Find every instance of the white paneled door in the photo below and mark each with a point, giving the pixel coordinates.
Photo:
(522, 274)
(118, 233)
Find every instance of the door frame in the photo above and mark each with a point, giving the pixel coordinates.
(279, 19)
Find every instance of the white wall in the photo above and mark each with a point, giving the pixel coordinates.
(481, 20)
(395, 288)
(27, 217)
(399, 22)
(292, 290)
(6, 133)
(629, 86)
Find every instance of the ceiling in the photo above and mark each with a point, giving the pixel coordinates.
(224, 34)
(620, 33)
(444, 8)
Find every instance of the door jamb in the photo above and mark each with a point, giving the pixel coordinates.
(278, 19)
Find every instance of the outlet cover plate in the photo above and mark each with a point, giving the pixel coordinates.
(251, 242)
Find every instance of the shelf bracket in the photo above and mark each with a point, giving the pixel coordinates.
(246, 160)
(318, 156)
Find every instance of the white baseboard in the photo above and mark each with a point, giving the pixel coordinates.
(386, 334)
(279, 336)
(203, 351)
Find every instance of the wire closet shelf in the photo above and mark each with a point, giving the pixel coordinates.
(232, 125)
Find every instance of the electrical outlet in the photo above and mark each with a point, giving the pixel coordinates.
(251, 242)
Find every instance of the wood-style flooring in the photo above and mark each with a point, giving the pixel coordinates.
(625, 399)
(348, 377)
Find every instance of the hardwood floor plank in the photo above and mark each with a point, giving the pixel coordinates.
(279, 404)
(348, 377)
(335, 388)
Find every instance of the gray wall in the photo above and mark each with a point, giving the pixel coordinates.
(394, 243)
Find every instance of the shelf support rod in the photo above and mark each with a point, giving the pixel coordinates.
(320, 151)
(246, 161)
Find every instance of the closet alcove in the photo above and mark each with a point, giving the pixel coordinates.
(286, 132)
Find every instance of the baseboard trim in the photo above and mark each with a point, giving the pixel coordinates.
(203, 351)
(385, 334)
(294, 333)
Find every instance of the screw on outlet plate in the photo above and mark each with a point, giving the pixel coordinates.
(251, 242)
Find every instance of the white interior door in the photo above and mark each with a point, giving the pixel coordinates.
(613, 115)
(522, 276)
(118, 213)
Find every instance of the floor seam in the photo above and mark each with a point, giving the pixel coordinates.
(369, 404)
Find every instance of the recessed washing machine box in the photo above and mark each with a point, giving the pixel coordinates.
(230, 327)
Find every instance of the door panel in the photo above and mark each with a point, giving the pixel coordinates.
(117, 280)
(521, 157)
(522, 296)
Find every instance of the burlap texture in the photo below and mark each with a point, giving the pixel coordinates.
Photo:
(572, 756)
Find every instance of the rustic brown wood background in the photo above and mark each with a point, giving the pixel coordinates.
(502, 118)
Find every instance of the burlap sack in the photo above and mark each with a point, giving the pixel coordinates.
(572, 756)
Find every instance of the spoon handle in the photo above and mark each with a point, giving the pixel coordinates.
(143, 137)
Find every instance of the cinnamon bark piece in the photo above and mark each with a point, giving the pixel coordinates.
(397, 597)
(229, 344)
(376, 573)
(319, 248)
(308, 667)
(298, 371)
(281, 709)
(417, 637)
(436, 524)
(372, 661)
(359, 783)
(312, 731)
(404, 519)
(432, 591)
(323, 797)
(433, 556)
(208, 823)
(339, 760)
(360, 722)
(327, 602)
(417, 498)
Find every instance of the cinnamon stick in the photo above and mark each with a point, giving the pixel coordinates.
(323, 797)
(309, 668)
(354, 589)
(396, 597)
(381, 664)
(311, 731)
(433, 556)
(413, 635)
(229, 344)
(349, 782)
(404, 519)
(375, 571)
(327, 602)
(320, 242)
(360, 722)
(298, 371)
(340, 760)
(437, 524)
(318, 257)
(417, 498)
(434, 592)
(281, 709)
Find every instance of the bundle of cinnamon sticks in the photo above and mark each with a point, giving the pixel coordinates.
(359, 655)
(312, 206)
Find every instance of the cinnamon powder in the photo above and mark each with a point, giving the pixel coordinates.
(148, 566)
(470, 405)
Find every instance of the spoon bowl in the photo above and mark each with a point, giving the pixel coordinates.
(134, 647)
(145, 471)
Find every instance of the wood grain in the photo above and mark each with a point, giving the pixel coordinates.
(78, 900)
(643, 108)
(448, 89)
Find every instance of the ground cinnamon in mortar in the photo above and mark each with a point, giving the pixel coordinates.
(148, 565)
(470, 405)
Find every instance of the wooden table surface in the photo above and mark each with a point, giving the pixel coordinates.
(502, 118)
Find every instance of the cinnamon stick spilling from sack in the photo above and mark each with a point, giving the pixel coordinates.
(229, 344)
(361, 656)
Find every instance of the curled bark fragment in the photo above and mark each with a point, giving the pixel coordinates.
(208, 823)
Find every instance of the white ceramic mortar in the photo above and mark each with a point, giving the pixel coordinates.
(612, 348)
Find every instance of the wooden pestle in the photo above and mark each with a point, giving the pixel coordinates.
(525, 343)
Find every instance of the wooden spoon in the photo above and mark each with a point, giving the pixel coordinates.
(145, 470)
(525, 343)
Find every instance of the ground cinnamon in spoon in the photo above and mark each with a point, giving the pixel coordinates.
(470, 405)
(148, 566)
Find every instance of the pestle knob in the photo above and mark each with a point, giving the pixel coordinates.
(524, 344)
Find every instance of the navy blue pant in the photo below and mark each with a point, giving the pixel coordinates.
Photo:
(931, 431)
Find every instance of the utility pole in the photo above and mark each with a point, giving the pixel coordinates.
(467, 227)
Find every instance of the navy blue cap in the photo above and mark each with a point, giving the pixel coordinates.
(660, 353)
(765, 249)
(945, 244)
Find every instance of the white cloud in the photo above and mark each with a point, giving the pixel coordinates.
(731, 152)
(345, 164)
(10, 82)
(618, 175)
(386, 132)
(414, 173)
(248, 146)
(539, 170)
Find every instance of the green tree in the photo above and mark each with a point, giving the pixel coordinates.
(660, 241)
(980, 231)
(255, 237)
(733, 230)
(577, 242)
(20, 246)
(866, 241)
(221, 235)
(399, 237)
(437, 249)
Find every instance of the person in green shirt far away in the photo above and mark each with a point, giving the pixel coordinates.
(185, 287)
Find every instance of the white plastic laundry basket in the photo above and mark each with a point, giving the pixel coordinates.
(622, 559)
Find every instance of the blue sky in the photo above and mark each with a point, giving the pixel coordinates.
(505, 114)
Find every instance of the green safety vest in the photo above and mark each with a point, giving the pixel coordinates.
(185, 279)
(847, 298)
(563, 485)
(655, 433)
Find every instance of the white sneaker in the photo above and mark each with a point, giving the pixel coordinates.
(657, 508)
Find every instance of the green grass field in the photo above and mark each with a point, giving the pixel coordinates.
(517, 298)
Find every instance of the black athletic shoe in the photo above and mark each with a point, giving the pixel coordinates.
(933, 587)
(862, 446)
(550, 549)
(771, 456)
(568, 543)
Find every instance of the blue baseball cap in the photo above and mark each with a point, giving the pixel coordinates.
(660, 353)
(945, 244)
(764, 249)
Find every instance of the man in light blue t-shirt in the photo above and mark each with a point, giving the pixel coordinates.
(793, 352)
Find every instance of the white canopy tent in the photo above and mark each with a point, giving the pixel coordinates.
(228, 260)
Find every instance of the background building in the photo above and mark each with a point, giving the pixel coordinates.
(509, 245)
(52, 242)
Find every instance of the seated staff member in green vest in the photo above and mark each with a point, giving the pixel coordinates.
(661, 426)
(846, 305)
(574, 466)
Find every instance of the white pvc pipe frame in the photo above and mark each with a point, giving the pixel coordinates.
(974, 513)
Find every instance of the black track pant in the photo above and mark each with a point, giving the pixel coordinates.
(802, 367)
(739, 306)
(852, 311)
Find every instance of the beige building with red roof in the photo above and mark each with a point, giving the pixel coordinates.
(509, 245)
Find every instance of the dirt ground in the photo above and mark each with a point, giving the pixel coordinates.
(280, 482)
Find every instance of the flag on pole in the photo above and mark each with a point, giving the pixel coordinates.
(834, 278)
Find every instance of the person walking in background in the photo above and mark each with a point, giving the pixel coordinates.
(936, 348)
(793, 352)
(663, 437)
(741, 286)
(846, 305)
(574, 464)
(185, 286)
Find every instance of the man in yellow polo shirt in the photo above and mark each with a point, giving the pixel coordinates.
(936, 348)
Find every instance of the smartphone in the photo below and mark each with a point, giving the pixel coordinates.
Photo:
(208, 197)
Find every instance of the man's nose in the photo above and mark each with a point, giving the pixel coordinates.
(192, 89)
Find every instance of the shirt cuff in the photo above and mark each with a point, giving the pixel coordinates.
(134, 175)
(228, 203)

-.-.-

* SHORT TASK: Set down, unchanged, the line that contains "Find every instance of the person walking" together with every later line in the records, through the last one.

* THE RESULT:
Find every instance of the person walking in background in the photo above and mark each with a point, giving the pixel coordinates.
(936, 348)
(793, 352)
(663, 437)
(741, 286)
(846, 305)
(574, 464)
(185, 286)
Find every instance of the man in yellow polo shirt in the photo above and mark each with a point, giving the pixel coordinates.
(936, 348)
Find every instance of the smartphone in the photo below and mark each with a point, giving the pixel coordinates.
Photo:
(208, 197)
Find every instance of the man's nose in the photo above and mark each with a point, giving the pixel coordinates.
(192, 89)
Find every instance of the shirt cuff in the photo above and mark each with a point, giving the pixel coordinates.
(134, 175)
(228, 203)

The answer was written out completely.